Psychological distancing explains the phenomena of individuals and communities lacking awareness related to the gravity of climate vulnerability due to being physically distanced from serious impacts. Since such people remain directly unaffected by remarkable impacts and, consequently, do not consider them in their daily routines, they do not realize the severity of the threats. Other contributing drivers of psychological distancing include shorter-term concerns of economic well-being, education, and health care, which often push longer-term priorities to the margins (Corner et al. 2015).
Psychological distancing may also be linked with students’ lack of accurate knowledge about climate science. For example, Wachholz et al. (2014) showed misconceptions among most American college students as to the causes and consequences of climate change, including a lack of knowledge in regional and global impacts that had occurred in recent decades. Seventh grade students from the Midwestern U.S. stated that although they believed that global warming would impact temperature and precipitation regimes, they did not consider how changes in frequency/severity/variability of weather extremes, such as tornadoes, drought, and tropical cyclones, would also respond to this warming (Shepardson et al. 2009).
The general lack of climate science literacy has been linked to “education that is unbalanced, over-specialized, and mono-disciplinary” (Watson et al. 2013, p.107). Subsequently, “students need opportunities to develop climate literacy” (CLEAN, 2019 in Lally, 2020, p. 1). In addition to Earth Science studies and sociopolitical awareness, climate literacy can be built using age-appropriate computer-based simulated modeling programs. One such program that teaches about water and climate change is the focus of a recent study by Lally et al. (2020), which examines the impact of using modeling with undergraduate students.
Curricula
Studies show that climate science is increasingly being integrated into primary and secondary school curricula, particularly in the physical sciences and covered in interdisciplinary contexts (Corner et al. 2015), as well as across an array of university programs (Watson et al. 2013). Studies from Finland and the U.S. indicate that students learning about climate change science at school tend to be more likely to engage themselves, personally and politically, in actions of climate change mitigation (Corner et al. 2015).
Existing climate science education literature recommends detailed curriculum that includes the following topics: The Carbon Cycle and the Greenhouse Effect; Global Warming and Climate Change; and Climate Change Impacts (Shepardson et al. 2009). Such curricula and programs intend to familiarize students with the concept of climate change and its broad connections to global atmospheric processes and impact(s) on ecosystems, such as freshwater systems. Notably, these recommendations focus on bio-physical systems, yet oftentimes have little inclusion of the roles and implications for humans.

_Data supplied_
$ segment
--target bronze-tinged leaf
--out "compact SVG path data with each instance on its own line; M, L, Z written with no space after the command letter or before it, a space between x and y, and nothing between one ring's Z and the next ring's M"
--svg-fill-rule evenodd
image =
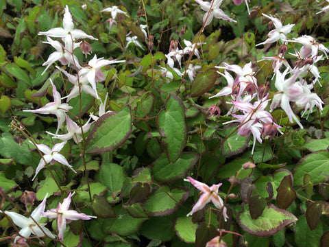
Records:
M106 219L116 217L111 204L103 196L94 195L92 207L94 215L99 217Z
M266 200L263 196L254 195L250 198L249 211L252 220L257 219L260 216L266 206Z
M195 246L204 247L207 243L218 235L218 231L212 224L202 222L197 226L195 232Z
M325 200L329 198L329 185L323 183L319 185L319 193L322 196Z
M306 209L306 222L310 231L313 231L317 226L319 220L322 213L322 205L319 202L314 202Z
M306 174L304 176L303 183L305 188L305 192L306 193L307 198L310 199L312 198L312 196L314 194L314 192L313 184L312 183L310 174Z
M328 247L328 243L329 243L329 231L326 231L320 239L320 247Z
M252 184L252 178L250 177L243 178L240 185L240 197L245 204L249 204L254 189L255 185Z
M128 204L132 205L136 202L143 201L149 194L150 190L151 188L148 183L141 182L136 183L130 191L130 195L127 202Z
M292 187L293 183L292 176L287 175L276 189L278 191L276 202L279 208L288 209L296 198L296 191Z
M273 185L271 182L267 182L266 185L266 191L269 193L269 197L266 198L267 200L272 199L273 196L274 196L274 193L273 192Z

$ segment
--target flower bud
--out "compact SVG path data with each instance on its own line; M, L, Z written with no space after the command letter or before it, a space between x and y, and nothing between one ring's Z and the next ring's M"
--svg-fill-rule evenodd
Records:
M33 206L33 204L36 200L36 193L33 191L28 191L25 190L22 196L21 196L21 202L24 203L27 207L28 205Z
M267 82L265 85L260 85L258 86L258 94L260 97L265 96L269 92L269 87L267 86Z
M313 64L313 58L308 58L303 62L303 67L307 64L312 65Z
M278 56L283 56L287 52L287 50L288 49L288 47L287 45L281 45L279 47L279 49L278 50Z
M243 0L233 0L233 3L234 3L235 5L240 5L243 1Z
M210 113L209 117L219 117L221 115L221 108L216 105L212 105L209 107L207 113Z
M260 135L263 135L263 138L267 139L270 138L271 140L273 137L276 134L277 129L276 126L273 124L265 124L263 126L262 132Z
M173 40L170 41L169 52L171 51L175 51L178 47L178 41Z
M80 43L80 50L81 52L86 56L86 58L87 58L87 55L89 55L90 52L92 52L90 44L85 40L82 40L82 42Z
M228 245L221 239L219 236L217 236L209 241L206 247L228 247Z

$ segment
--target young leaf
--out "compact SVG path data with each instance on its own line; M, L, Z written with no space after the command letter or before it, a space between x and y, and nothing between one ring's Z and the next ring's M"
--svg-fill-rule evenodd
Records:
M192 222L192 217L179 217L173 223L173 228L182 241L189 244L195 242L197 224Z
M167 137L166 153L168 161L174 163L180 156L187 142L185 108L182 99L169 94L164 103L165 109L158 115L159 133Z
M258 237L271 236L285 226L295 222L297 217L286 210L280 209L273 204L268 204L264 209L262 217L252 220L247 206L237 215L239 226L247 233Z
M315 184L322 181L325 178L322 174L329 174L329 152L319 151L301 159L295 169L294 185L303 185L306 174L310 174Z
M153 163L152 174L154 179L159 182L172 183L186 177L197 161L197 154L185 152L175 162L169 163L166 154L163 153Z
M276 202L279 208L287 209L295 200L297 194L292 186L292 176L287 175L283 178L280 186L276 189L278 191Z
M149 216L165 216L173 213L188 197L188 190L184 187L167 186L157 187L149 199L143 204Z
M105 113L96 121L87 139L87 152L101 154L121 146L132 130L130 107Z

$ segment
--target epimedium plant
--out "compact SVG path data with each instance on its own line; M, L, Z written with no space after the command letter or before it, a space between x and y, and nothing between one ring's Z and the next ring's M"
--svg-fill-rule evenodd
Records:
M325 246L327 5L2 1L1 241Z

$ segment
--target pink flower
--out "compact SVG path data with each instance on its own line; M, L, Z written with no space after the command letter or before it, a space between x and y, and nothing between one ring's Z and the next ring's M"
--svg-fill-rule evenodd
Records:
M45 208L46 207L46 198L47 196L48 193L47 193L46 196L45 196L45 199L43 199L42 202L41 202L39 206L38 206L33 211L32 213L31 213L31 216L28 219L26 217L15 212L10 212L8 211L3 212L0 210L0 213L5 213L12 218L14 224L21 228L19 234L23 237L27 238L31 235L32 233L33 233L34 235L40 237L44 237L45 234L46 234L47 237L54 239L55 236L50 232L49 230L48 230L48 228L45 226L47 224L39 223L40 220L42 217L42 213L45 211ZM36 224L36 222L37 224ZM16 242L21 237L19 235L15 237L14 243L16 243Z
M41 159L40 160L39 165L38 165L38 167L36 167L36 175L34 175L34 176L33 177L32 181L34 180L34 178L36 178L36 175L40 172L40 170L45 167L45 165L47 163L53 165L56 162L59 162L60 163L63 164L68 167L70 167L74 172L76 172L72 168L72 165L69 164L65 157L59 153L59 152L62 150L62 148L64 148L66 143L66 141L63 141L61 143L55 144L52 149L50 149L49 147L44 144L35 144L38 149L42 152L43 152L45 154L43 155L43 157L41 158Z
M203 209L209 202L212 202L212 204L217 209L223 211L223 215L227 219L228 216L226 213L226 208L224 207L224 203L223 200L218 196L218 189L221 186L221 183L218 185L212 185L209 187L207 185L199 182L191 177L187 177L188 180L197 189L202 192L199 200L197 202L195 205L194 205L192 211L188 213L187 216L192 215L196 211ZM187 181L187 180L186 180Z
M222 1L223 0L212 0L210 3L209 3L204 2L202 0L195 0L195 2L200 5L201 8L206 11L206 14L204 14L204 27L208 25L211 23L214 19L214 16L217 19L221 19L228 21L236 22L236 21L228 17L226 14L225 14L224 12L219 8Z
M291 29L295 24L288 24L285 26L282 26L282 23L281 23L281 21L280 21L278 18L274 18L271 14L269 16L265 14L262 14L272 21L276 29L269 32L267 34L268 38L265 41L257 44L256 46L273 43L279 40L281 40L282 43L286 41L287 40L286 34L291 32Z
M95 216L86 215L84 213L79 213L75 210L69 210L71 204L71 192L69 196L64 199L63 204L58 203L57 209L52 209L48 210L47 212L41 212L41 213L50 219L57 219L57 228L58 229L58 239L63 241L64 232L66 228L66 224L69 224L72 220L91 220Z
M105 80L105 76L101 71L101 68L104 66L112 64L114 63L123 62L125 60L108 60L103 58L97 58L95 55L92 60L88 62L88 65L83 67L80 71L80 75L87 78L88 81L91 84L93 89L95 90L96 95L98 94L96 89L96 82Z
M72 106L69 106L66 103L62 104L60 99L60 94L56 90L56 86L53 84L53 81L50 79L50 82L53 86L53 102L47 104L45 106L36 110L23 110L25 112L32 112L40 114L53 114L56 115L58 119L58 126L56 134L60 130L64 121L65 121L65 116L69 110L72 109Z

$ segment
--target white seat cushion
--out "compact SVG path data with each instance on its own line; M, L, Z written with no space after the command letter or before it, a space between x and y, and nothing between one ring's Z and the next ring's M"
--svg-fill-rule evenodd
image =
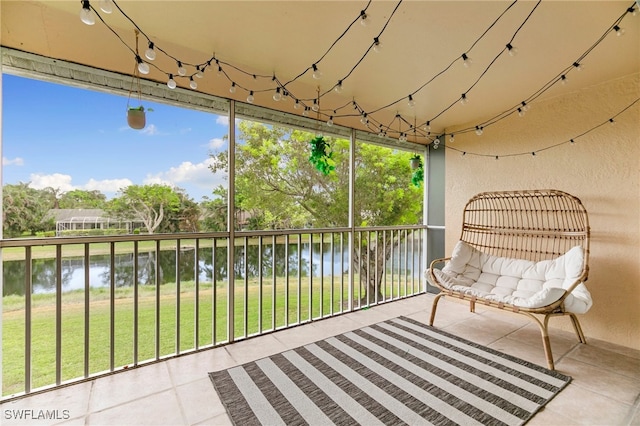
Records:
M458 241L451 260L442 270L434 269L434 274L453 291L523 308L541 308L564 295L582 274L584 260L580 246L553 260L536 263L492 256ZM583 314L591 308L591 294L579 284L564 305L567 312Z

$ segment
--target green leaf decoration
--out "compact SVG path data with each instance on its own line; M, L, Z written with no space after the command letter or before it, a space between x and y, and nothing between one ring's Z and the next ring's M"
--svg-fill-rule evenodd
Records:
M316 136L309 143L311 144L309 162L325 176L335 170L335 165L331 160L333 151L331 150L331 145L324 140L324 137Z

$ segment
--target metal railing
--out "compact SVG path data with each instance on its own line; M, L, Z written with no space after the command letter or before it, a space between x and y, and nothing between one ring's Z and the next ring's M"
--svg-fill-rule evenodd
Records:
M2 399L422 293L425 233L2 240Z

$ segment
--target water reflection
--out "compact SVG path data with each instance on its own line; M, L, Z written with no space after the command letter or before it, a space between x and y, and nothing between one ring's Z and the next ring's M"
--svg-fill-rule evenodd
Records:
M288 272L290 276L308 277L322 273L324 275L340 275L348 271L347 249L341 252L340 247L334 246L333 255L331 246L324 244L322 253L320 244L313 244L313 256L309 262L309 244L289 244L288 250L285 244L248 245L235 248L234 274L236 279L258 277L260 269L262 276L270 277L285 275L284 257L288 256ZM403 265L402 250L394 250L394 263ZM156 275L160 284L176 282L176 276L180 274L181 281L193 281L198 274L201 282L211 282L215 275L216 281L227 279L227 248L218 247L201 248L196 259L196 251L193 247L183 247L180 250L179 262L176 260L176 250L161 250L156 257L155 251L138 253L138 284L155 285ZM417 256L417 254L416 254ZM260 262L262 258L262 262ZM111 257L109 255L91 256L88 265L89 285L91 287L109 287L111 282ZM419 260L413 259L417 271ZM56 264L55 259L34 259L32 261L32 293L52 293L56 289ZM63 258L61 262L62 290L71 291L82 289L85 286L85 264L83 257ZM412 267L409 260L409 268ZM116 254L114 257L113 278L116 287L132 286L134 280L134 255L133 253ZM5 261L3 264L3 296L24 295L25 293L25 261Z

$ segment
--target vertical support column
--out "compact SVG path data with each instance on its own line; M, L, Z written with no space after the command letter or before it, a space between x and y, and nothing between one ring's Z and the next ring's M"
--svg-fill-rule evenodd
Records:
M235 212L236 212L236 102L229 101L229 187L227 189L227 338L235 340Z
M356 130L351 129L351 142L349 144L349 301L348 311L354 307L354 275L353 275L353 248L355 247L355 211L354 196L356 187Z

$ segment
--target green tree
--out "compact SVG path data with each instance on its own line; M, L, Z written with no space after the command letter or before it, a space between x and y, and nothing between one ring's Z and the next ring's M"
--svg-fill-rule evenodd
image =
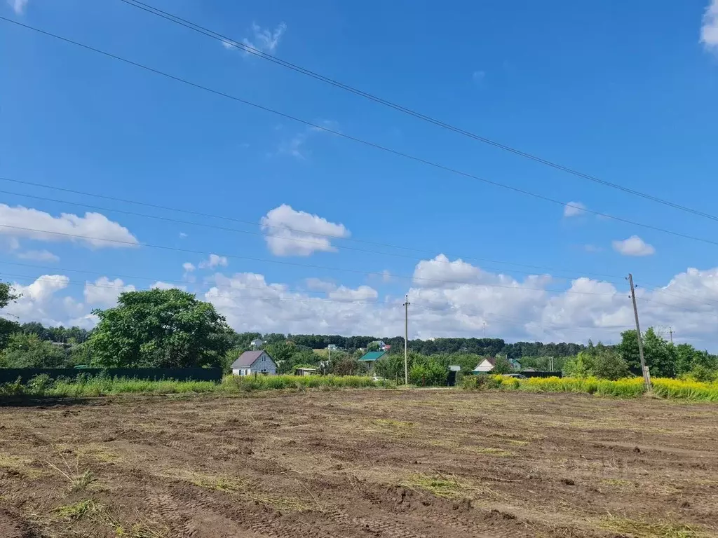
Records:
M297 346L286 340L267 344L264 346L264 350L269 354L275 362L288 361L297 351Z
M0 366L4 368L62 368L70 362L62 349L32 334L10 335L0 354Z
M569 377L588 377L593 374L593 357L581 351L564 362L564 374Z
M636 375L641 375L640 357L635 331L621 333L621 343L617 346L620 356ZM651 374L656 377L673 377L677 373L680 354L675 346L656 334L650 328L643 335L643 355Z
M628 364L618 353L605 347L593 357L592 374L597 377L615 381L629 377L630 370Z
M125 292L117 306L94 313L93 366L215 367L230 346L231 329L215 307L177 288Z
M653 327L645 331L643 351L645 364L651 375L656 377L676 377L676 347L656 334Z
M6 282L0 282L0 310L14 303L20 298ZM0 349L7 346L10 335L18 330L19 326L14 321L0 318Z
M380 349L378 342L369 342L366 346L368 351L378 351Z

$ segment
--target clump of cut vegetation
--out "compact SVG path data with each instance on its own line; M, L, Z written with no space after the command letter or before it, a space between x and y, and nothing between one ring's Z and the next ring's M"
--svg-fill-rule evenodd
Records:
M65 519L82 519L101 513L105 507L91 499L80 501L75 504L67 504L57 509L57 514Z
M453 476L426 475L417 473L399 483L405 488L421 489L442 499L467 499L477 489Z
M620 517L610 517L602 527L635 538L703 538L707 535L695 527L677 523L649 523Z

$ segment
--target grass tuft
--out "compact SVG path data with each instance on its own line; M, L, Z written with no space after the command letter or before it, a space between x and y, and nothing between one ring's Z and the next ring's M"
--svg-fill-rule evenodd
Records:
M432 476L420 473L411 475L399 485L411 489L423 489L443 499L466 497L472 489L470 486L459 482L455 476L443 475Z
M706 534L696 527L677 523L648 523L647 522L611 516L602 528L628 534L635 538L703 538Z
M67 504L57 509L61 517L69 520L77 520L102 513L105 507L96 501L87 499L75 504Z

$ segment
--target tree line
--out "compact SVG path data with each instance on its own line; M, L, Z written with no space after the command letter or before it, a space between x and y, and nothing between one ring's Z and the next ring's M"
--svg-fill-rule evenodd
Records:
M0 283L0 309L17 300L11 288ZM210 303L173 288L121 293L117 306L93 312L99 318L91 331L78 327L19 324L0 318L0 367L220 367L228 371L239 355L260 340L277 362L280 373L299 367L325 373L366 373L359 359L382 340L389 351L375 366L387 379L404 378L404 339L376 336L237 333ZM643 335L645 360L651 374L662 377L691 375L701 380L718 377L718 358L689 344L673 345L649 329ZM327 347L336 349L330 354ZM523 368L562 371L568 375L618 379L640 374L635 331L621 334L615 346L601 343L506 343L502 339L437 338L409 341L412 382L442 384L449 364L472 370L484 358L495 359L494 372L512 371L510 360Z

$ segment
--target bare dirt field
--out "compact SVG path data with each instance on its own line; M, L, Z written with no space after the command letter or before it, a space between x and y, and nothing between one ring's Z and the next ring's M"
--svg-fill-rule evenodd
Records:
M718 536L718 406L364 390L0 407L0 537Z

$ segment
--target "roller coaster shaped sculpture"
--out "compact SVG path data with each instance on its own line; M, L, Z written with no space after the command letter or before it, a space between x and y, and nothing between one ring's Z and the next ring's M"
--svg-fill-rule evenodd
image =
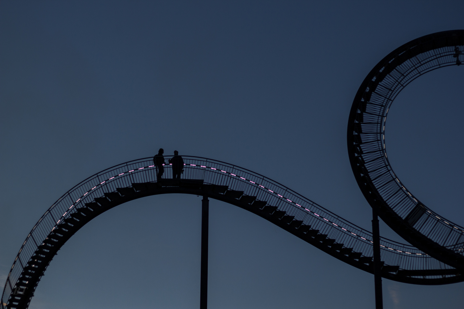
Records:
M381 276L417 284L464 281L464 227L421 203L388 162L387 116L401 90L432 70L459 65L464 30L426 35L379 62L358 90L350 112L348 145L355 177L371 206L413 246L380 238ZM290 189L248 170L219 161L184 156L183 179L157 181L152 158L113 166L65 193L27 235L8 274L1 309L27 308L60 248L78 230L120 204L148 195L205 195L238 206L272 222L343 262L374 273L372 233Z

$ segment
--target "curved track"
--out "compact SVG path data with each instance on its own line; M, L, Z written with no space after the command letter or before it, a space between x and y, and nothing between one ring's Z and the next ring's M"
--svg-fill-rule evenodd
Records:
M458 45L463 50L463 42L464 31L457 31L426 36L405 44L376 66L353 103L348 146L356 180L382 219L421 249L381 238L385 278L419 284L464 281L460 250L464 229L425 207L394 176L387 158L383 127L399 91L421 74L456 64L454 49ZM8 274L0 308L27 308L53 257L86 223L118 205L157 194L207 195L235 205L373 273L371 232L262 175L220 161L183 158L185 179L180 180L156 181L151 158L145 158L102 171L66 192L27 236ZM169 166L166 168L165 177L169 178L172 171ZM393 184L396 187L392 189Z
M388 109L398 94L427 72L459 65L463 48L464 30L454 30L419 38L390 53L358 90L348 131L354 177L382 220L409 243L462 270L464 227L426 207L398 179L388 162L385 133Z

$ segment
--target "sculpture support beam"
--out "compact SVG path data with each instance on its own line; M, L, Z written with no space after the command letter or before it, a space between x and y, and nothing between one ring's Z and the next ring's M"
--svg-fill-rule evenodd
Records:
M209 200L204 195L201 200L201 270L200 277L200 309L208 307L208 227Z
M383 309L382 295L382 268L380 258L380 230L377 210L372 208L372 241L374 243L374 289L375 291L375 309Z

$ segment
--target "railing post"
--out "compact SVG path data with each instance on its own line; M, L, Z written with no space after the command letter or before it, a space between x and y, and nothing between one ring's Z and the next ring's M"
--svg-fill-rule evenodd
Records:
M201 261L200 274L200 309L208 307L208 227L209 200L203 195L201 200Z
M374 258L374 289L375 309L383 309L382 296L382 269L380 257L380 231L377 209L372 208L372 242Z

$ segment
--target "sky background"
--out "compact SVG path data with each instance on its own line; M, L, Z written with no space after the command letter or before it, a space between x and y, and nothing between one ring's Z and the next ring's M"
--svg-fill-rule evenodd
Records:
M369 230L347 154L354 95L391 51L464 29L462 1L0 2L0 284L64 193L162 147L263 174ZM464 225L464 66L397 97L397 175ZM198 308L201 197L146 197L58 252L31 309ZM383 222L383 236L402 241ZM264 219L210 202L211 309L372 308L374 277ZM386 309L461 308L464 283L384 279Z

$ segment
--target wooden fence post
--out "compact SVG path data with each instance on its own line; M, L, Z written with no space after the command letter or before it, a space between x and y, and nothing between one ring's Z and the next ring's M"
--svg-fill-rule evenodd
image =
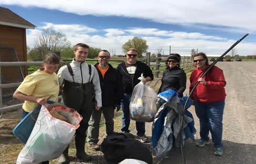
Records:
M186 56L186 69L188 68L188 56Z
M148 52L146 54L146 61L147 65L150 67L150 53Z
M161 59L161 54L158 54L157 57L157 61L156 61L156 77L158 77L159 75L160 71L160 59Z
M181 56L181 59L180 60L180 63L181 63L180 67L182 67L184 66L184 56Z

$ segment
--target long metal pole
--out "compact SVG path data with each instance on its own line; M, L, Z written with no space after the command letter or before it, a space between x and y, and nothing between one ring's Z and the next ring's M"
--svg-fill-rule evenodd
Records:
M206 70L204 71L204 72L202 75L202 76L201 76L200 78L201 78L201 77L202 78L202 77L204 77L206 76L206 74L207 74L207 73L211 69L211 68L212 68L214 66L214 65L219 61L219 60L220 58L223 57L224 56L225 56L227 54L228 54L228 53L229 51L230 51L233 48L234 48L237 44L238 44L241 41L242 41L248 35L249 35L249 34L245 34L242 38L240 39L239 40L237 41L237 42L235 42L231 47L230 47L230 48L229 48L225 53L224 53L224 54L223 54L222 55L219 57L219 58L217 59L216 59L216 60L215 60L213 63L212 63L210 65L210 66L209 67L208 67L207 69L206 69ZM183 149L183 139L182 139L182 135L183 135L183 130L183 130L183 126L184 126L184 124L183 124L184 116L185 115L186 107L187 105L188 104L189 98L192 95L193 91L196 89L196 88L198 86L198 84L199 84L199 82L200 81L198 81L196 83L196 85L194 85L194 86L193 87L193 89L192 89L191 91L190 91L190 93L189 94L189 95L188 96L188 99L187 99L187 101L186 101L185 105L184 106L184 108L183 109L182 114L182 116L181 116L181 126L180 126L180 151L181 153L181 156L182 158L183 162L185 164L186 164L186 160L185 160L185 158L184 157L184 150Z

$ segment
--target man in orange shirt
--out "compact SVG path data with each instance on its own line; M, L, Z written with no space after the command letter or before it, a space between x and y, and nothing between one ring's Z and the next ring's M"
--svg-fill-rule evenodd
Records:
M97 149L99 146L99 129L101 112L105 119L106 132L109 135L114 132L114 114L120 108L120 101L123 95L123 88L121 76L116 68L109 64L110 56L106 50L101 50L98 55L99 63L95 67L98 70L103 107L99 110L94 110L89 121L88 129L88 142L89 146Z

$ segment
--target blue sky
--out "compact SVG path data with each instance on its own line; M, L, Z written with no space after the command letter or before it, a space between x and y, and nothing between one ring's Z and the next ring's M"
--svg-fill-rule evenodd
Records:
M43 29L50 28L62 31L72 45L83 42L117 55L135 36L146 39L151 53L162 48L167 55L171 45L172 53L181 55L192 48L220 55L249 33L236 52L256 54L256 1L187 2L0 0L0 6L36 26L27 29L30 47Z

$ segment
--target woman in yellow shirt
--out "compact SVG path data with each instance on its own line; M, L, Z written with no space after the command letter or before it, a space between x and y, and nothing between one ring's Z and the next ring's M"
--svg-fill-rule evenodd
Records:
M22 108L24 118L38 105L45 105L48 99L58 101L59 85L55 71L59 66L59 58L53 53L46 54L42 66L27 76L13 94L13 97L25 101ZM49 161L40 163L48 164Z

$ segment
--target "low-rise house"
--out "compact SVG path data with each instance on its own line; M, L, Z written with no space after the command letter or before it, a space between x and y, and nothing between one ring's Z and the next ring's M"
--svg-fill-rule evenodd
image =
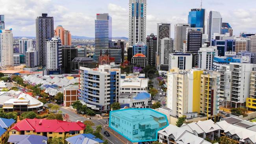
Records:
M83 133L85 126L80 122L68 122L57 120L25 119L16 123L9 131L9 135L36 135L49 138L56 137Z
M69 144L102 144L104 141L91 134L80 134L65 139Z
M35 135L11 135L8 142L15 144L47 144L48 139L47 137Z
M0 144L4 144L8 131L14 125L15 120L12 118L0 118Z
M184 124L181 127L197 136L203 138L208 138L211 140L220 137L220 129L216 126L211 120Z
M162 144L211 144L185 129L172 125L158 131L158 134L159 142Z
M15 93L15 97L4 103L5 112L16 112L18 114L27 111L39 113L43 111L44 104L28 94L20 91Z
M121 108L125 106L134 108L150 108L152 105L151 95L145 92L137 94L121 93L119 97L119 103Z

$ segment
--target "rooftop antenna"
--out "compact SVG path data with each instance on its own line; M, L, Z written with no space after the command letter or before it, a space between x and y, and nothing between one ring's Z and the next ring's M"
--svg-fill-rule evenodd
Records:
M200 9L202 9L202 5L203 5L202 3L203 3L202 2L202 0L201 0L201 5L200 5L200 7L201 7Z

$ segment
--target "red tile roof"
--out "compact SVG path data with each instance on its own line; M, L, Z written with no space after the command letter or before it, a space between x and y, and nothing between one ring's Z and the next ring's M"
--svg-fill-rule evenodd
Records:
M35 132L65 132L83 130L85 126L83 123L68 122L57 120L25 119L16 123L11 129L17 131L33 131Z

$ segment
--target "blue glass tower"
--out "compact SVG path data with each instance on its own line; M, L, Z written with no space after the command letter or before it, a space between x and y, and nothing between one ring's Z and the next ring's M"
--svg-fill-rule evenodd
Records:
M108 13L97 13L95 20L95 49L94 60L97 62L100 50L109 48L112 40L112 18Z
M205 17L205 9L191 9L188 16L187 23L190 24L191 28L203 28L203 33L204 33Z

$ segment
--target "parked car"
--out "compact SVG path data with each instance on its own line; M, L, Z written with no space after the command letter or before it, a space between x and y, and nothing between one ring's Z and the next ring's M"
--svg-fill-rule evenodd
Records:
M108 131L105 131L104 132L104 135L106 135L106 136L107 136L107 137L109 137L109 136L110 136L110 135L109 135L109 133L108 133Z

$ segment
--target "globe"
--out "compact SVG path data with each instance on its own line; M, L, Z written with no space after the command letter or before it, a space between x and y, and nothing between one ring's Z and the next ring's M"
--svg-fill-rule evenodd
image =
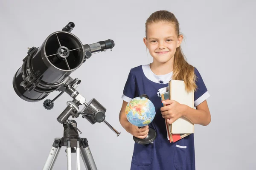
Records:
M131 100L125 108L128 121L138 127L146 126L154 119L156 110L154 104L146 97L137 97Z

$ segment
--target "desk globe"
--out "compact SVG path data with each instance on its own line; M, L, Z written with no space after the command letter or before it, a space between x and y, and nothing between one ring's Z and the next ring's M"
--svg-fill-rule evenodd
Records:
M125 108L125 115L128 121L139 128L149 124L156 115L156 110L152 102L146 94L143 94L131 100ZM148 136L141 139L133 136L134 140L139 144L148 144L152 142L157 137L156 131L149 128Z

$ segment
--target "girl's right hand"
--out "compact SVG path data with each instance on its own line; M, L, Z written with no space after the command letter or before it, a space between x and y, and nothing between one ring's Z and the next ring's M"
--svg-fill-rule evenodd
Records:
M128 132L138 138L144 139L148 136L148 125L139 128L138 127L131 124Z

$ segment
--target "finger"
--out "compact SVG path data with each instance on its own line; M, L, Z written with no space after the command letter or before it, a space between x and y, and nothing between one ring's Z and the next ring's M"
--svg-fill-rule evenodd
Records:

_Exercise instructions_
(a) Which three topics does the climate education text say existing literature recommends for a detailed curriculum?
(b) Turn the paragraph of the climate education text that begins "Existing climate science education literature" into a short bulleted list that keeps its main facts.

_Answer set_
(a) The Carbon Cycle and the Greenhouse Effect; Global Warming and Climate Change; and Climate Change Impacts.

(b)
- Recommended curriculum topics (Shepardson et al. 2009): The Carbon Cycle and the Greenhouse Effect; Global Warming and Climate Change; Climate Change Impacts.
- Aim: familiarize students with climate change and its links to global atmospheric processes and its impacts on ecosystems such as freshwater systems.
- Limitation: the recommendations focus on bio-physical systems and often include little about the roles and implications for humans.